DOCUMENT>
1
                                                                   EXHIBIT 10.26

                         Amendment to Option I Agreement


         This Amendment, made to Option I Agreement between Integrated Silicon
Solution (Taiwan), Inc. and Taiwan Semiconductor Manufacturing Co, Ltd., dated
April 21, 1995 (the "Option Agreement"), is effective as of September 23, 1996
(the "Effective Date") by and between Integrated Silicon Solution (Taiwan),
Inc., a company organized under the laws of the R.O.C, with its registered
address at IF, No. 10, Prosperity Rd. 11, Science-Based Industrial Park,
Hsinchu, Taiwan, R.O.C ("Customer"), and Taiwan Semiconductor Manufacturing Co.,
Ltd., a company organized under the laws of the R.O.C., with its registered
address at No. 121, Park Ave. 3, Science-Based Industrial Park, Hsinchu, Taiwan,
R.O.C ("TSMC").

         In consideration of mutual covenants and condition, both parties agree
         to amend the Option Agreement as follows:


I.       Defined terms to be used herein but not defined herein shall have the
         meaning set forth in the Option Agreement.

II.      Amend Sections 1 (d), 5, 6, 12 and 16 as follows:

         l(d).    "Option Fee"**

         5.       The Option Fee is set forth in Exhibit D.**

                  To guarantee Customer's commitment to purchase the Option
                  Capacity, Customer shall cause to be delivered by Integrated
                  Silicon Solution Inc. ("ISSI"), with its principal office at
                  680 Almanor Ave., Sunnyvale, CA 94086-9513, an irrevocable
                  standby L/C to TSMC covering the yearly Option Fee for the
                  years from and after 1997. The standby L/C shall be issued
                  before every November 1, covering 18 months starting from
                  every November 1, by an internationally reputable bank
                  mutually agreed upon by the parties in the amount of the
                  Option Fee for the subsequent calendar year, and promptly
                  submitted to TSMC for approval. Customer shall cause ISSI to
                  make the standby L/C in the form and substance as attached
                  hereto as Exhibit F.** In the event Customer fails to pay the
                  foregoing Option Fee within 30 days of receiving TSMC's notice
                  of payment, TSMC has the right to draw on the applicable
                  standby L/C the foregoing Option Fee.

LIST OF TASKS>
- a) In the amendment, what date is given as the Effective Date?
- b) Transcribe the amendment from "In consideration of" up to and including "the Option Agreement.".

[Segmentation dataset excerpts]

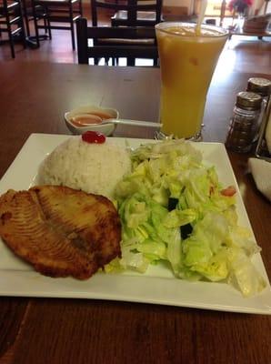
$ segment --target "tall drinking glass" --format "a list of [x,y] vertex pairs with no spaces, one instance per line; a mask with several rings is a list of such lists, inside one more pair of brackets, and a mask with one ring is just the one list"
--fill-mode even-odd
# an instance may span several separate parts
[[161,67],[162,133],[201,138],[206,94],[227,31],[192,23],[156,25]]

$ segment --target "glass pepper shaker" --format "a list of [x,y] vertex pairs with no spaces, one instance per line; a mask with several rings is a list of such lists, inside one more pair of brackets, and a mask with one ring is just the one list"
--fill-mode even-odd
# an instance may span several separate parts
[[262,107],[258,118],[258,128],[259,128],[263,122],[263,117],[266,108],[268,98],[270,97],[271,95],[271,81],[268,80],[267,78],[251,77],[247,81],[246,91],[255,92],[256,94],[258,94],[262,96],[263,99]]
[[246,91],[259,94],[263,97],[263,104],[266,104],[271,94],[271,81],[267,78],[251,77],[247,81]]
[[250,151],[257,132],[261,106],[260,95],[247,91],[237,94],[226,140],[228,149],[239,153]]

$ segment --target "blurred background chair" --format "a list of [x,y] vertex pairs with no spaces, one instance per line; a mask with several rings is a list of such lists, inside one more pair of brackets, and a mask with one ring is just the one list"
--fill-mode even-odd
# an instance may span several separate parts
[[91,0],[92,24],[98,25],[99,11],[111,11],[112,26],[154,26],[162,21],[163,0]]
[[[2,33],[7,34],[7,41],[10,46],[11,56],[15,57],[15,40],[23,42],[25,48],[25,33],[24,25],[24,18],[20,0],[9,1],[0,0],[0,36]],[[1,39],[1,43],[4,42]]]
[[87,21],[76,21],[78,63],[88,64],[89,58],[98,64],[100,58],[117,62],[127,59],[127,66],[136,66],[136,58],[158,62],[158,51],[154,27],[148,26],[87,26]]
[[35,32],[35,35],[34,35],[31,33],[31,29],[30,29],[31,22],[34,21],[34,10],[33,10],[32,0],[21,0],[21,1],[22,1],[23,15],[25,18],[26,42],[29,46],[35,48],[35,47],[39,46],[39,44],[36,45],[36,37],[37,36],[38,36],[38,40],[52,38],[51,28],[49,26],[49,20],[47,17],[46,9],[45,8],[45,6],[41,6],[41,5],[35,6],[35,16],[38,19],[38,21],[40,19],[43,20],[45,34],[40,35],[37,32]]
[[[33,16],[36,34],[36,43],[39,46],[39,29],[49,28],[70,30],[72,46],[75,49],[75,23],[82,16],[82,0],[32,0]],[[40,9],[44,15],[40,16]],[[39,24],[41,18],[46,22]],[[63,25],[63,24],[65,25]]]

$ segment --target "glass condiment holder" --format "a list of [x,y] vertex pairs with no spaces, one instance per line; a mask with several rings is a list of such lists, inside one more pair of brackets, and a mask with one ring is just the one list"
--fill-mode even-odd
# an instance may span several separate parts
[[254,92],[242,91],[237,94],[233,116],[230,121],[226,147],[235,152],[246,153],[251,150],[257,132],[262,96]]

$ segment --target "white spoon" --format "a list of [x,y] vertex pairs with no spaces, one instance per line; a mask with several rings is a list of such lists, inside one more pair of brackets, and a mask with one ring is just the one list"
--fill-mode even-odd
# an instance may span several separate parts
[[[85,119],[85,121],[84,121]],[[80,120],[80,121],[79,121]],[[91,122],[87,122],[91,120]],[[102,119],[100,116],[95,114],[79,114],[74,117],[71,117],[70,123],[74,124],[75,126],[99,126],[105,124],[115,124],[115,125],[126,125],[131,126],[147,126],[147,127],[161,127],[162,124],[153,123],[151,121],[139,121],[139,120],[130,120],[130,119]]]

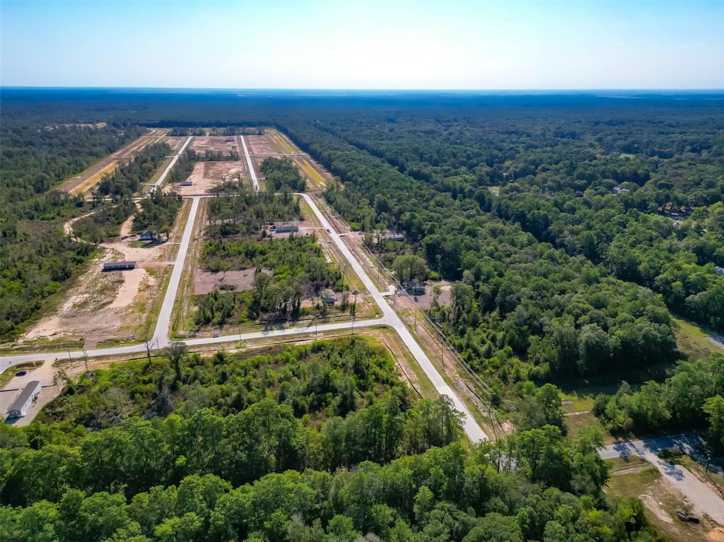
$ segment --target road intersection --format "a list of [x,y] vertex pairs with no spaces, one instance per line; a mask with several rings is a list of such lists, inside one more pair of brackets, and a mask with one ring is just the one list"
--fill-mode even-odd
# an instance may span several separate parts
[[[166,178],[168,171],[175,163],[176,160],[180,156],[183,149],[185,148],[186,145],[188,144],[190,139],[191,138],[190,137],[186,140],[186,143],[174,156],[174,160],[172,161],[172,163],[167,168],[167,170],[164,171],[164,174],[161,176],[161,177],[159,177],[159,181],[155,183],[154,187],[157,187],[161,185],[161,182],[162,182]],[[251,172],[252,179],[254,182],[254,189],[258,191],[258,183],[256,180],[256,175],[254,172],[253,165],[251,163],[251,158],[249,156],[248,149],[243,137],[241,137],[241,140],[247,162],[249,165],[250,171]],[[317,329],[320,331],[345,329],[350,329],[352,325],[354,325],[356,328],[368,327],[370,326],[387,326],[393,329],[400,336],[400,338],[405,343],[412,355],[417,360],[417,363],[419,364],[420,367],[424,371],[427,377],[430,379],[437,392],[440,394],[448,397],[452,400],[455,407],[463,413],[463,428],[470,440],[473,442],[488,440],[488,436],[483,431],[482,428],[477,423],[477,421],[476,421],[475,418],[472,416],[470,411],[463,403],[458,394],[452,389],[450,385],[448,385],[445,381],[442,376],[435,368],[429,357],[428,357],[427,355],[420,347],[420,344],[415,339],[414,336],[413,336],[413,334],[410,332],[410,330],[408,329],[407,326],[403,322],[397,313],[395,311],[394,308],[390,306],[382,292],[377,289],[377,287],[372,281],[371,279],[370,279],[363,266],[342,241],[340,234],[337,233],[334,226],[329,223],[324,214],[319,210],[319,208],[317,206],[314,200],[313,200],[308,194],[298,193],[297,195],[304,199],[306,203],[309,206],[310,208],[316,216],[317,220],[321,224],[322,227],[327,230],[332,242],[334,243],[334,245],[347,260],[350,266],[357,274],[358,276],[359,276],[362,283],[369,292],[372,298],[377,303],[382,313],[382,318],[373,318],[371,320],[355,321],[353,324],[351,322],[337,322],[334,323],[322,324],[319,326]],[[175,302],[178,292],[179,285],[181,281],[181,275],[183,271],[184,263],[185,261],[186,256],[188,253],[189,245],[193,234],[194,223],[198,211],[199,202],[201,198],[204,197],[206,196],[197,195],[190,197],[192,200],[191,209],[189,213],[186,224],[184,227],[179,250],[176,256],[176,260],[173,264],[174,268],[172,271],[171,278],[169,280],[169,284],[167,287],[166,293],[164,297],[164,300],[161,305],[161,311],[159,314],[159,318],[156,323],[155,331],[153,333],[153,336],[151,341],[148,343],[140,343],[138,344],[115,347],[112,348],[96,349],[88,351],[76,350],[75,352],[68,351],[54,352],[41,352],[2,356],[0,357],[0,372],[14,365],[27,363],[29,361],[42,360],[52,363],[56,359],[64,357],[67,357],[71,359],[78,359],[85,355],[88,355],[90,357],[125,355],[146,352],[146,350],[151,345],[153,347],[158,348],[163,348],[168,346],[172,342],[169,336],[169,330],[170,329],[171,317],[173,312],[174,303]],[[251,340],[253,339],[274,336],[289,336],[295,334],[308,334],[310,331],[311,326],[306,326],[303,327],[298,326],[266,329],[261,331],[235,334],[233,335],[224,335],[216,337],[190,339],[181,342],[185,342],[188,346],[198,347],[208,344],[221,344],[224,342]]]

ANSWER SET>
- a) September 23, 1996

- b)
In consideration of mutual covenants and condition, both parties agree
         to amend the Option Agreement as follows:


I.       Defined terms to be used herein but not defined herein shall have the
         meaning set forth in the Option Agreement.